• **EXERCISE DETAILS**
Give all the data again exactly.
◆ ◆ ◆ ◆ ◆
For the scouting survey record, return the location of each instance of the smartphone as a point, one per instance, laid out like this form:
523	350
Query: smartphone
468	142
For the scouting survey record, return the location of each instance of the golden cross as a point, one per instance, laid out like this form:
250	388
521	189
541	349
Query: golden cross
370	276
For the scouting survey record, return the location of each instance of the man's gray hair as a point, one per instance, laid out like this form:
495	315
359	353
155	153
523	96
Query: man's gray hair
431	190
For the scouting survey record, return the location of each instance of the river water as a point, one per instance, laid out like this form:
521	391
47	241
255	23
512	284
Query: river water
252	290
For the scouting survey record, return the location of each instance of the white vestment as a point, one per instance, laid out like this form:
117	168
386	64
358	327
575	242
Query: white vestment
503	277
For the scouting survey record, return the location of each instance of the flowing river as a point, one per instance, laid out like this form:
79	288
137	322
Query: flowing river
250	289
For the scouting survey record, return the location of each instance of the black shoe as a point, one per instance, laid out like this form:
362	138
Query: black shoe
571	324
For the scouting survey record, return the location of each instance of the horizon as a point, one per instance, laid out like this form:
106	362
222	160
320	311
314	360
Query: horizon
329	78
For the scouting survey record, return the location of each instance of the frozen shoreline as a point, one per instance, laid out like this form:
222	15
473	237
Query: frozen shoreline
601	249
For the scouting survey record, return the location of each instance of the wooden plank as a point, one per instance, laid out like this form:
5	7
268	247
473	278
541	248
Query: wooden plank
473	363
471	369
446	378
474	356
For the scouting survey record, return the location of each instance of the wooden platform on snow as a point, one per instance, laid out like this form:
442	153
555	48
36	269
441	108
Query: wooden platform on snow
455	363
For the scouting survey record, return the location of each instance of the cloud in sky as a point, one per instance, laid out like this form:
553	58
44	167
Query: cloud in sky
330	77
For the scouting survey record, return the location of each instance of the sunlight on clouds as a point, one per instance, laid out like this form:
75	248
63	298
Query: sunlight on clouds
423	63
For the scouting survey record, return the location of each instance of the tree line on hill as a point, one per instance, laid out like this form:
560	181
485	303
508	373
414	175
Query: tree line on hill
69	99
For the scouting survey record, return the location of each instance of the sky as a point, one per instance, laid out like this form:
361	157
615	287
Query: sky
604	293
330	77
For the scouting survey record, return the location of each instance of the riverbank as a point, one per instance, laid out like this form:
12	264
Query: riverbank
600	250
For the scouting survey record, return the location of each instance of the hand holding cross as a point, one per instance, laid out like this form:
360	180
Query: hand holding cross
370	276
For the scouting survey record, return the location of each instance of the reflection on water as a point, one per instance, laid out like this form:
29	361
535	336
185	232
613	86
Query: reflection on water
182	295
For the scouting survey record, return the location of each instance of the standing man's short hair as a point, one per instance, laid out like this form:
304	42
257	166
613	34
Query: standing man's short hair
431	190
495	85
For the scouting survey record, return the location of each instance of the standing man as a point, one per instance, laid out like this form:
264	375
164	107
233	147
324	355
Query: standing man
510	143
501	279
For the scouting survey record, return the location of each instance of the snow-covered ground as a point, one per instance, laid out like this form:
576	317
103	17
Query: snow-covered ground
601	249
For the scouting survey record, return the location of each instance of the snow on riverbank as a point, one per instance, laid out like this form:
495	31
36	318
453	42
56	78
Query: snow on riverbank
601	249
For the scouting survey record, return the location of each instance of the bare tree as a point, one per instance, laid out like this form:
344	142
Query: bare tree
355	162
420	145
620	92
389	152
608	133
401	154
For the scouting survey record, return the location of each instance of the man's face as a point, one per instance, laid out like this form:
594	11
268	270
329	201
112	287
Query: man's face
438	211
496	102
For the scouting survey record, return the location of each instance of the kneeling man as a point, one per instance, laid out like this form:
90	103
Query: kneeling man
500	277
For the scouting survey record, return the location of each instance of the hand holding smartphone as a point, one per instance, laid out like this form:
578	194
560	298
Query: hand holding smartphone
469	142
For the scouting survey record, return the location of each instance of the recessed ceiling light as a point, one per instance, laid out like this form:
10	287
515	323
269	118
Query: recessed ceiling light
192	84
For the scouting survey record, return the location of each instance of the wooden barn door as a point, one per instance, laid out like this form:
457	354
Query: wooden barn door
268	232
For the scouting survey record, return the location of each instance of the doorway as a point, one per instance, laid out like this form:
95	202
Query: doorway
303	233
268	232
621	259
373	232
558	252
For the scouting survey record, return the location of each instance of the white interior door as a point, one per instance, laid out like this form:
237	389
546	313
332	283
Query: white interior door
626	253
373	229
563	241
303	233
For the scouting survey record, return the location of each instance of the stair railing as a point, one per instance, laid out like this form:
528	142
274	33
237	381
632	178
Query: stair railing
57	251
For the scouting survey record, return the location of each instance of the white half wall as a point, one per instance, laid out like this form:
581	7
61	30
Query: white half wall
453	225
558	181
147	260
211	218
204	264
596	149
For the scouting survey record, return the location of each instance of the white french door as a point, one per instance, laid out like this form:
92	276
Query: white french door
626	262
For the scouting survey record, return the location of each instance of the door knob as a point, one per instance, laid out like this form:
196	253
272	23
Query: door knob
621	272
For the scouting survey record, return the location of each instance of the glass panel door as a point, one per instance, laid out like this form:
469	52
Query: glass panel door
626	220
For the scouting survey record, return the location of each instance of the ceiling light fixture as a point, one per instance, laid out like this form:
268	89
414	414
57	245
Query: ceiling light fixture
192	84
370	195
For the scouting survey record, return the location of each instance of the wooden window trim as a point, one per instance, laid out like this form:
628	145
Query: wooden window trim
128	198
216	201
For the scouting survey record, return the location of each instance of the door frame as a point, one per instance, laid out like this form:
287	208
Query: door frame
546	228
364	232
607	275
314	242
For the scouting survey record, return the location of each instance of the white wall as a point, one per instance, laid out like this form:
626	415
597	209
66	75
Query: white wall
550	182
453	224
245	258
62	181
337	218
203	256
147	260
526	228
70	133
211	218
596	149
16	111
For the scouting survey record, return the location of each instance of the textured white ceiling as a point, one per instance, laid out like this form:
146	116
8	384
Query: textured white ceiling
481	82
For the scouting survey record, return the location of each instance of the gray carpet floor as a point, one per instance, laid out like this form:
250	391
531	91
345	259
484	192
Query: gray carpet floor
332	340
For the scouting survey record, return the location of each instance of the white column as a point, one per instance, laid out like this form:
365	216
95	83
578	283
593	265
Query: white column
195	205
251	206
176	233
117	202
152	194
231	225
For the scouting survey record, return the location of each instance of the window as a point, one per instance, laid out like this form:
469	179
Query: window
◆ ◆ ◆ ◆ ◆
• **SOLUTION**
For the scouting survey record, return the location of each instance of the smartphone as a point, one per instance, laid out like this form:
523	350
Query: smartphone
468	142
For the scouting survey record, return the location of each instance of the golden cross as a point, one per instance, laid out like this form:
250	388
521	189
541	349
Query: golden cross
370	276
For the scouting survey record, return the location of each instance of the man's gray hair as a point, one per instance, laid out like this form:
495	315
359	353
155	153
523	96
Query: man's gray hair
431	190
For the scouting survey record, return the location of each instance of the river water as a point, one per instance, laid out like this form:
521	391
47	241
255	23
512	284
Query: river water
252	290
For the scouting survey record, return the location of each instance of the white vestment as a point, one per instance, laid out like this form:
117	168
386	64
358	327
575	242
Query: white vestment
503	277
For the scouting survey record, return the location of each instance of the flowing river as a point, one per instance, laid out like this form:
79	288
137	322
Query: flowing river
250	289
For the scouting survey record, return the location of each instance of the black shoe as a point, one per instance, laid out like this form:
362	138
Query: black shoe
571	324
For the scouting survey record, return the location of each instance of the horizon as a point, one per instance, laid out like this form:
106	362
222	160
320	311
314	360
Query: horizon
329	78
For the scouting survey record, return the location of each instance of the frozen shoreline as a point, one per instance, laid out like this form:
222	15
473	237
Query: frozen shoreline
601	249
For the scouting survey record, return the location of each instance of the wooden plank as a point, one per instance, laid out like this form:
5	7
268	247
473	278
541	248
Query: wooden plank
473	363
471	369
446	378
474	356
For the scouting survey record, return the location of each instance of the wooden platform on snow as a point, one per instance, laid out like this form:
442	153
555	48
36	269
441	108
Query: wooden platform on snow
455	363
For the scouting survey record, return the location of each instance of the cloud in sky as a point, one per instance, laid out like this form:
553	58
44	167
Query: cloud in sky
330	77
For the scouting survey record, return the location of each instance of the sunlight on clouds as a point, one per instance, laid out like this form:
75	248
63	298
Query: sunlight on clouds
423	63
For the scouting survey record, return the location of each instance of the tree line on hill as a point, one per instance, laid out like this form:
560	181
485	303
508	373
414	175
Query: tree line on hill
69	99
For the scouting survey record, return the location of each instance of the sky as a point, one per instance, laid out like this form:
361	157
615	287
Query: sky
604	293
330	77
For the scouting survey record, return the location of each instance of the riverbank as a point, one per instance, laid out like this form:
12	264
Query: riverbank
600	250
For the scouting survey record, return the location of each instance of the hand holding cross as a point, one per instance, laid out like this form:
360	180
Query: hand holding cross
370	276
For the scouting survey record, return the location of each instance of the reflection on water as a point, one per instance, laid out like this form:
29	361
535	336
185	232
613	86
Query: reflection on water
182	295
For the scouting survey record, return the location of each instance of the standing man's short hair as a point, one per instance, laid out like this form:
304	42
257	166
613	34
Query: standing man's short hair
431	190
495	85
For the scouting survey record, return the location of each instance of the standing man as a point, one per instance, laid out like this form:
264	375
164	107
233	147
324	355
Query: standing man
510	143
501	279
For the scouting survey record, return the location of each instance of the snow-covered ground as a point, one per instance, laid out like this form:
576	317
103	17
Query: snow-covered ground
601	249
For the scouting survey record, return the location of each instance of the snow on riverbank as a point, one per instance, laid out like this form:
495	31
36	318
453	42
56	78
Query: snow on riverbank
601	249
For the scouting survey record, return the location of each instance of the bare tree as a point, one per instance, laid out like this form:
344	142
Query: bare tree
355	162
420	145
620	92
389	152
608	133
401	154
For the scouting survey record, return the location of each instance of the man's face as a point, one per instance, laid out like this form:
594	11
268	270
329	201
112	287
Query: man's face
438	211
496	102
For the scouting survey record, return the location of each instance of the kneeling man as a point, one per instance, laid out like this form:
90	103
Query: kneeling man
500	277
For the scouting survey record, return the location of each instance of the hand holding smartphone as a point, one per instance, laid out like this form:
578	194
560	298
Query: hand holding smartphone
469	142
For the scouting survey record, return the location of each instance of the recessed ceiling light as a point, one per instance, laid out like this form:
10	287
515	323
269	118
Query: recessed ceiling light
192	84
For the scouting survey record, return the location of each instance of the wooden barn door as a point, one per instance, laid out like this form:
457	354
Query: wooden barn door
268	232
For the scouting survey record, return the location of each instance of the doorway as a point, one per instance, laid out like this form:
95	202
Query: doorway
303	233
268	232
621	259
373	232
558	252
For the scouting survey record, return the location of each instance of the white interior door as a point, one per instance, laid out like this form:
237	389
546	313
332	283
Query: white interior door
626	253
373	229
563	241
303	233
For the scouting survey record, return the location of each instance of the stair railing as a point, one per instance, laid out like this form:
528	142
274	33
237	381
632	178
Query: stair railing
57	251
For the scouting survey record, return the location of each instance of the white half wall as a point, one per instance, laid out like this form:
581	7
61	30
Query: white half wall
453	225
558	181
147	260
211	218
204	264
596	149
For the scouting survey record, return the location of each instance of the white french door as a point, one per instance, laid out like this form:
92	276
Query: white french door
626	262
For the scouting survey record, return the location of each instance of the door knob as a point, one per instance, laid out like this form:
196	253
272	23
Query: door knob
621	272
For the scouting survey record, return the location of each instance of the glass panel door as a point, one per instance, laid out like this form:
469	52
Query: glass panel door
626	220
For the scouting survey record, return the location of each instance of the ceiling light fixture as a point, one per instance, laid out like this form:
268	89
414	414
57	245
Query: ceiling light fixture
192	84
370	195
For the scouting survey record, return the location of each instance of the wooden window trim as a point, one per instance, laid out like this form:
628	145
Query: wooden window trim
128	198
216	201
For the scouting survey record, return the location of each instance of the door frame as a point, one per instance, laid out like this form:
287	208
Query: door frame
546	228
364	232
607	275
314	242
For the scouting survey record, return the location of each instance of the white wall as a point, one per instance, laid out like this form:
626	415
597	209
66	75
Query: white wall
550	182
453	224
245	258
62	181
337	218
203	256
147	260
526	228
70	133
211	218
596	149
16	111
For the scouting survey record, return the location of each instance of the textured white ceiling as a point, one per instance, laid out like this form:
146	116
8	384
Query: textured white ceiling
481	82
For the scouting survey record, return the location of each instance of the gray carpet floor as a point, one per instance, laid out like this form:
250	391
531	91
345	259
484	192
Query: gray carpet floor
332	340
For the scouting survey record, return the location of each instance of the white column as a point, one per instance, laid out like this form:
365	216
95	83
578	283
593	265
Query: white column
195	205
251	206
176	233
117	202
152	194
231	225
For the scouting survey record, return the location of each instance of the window as a point, one per instance, laid out like this form:
469	179
Query: window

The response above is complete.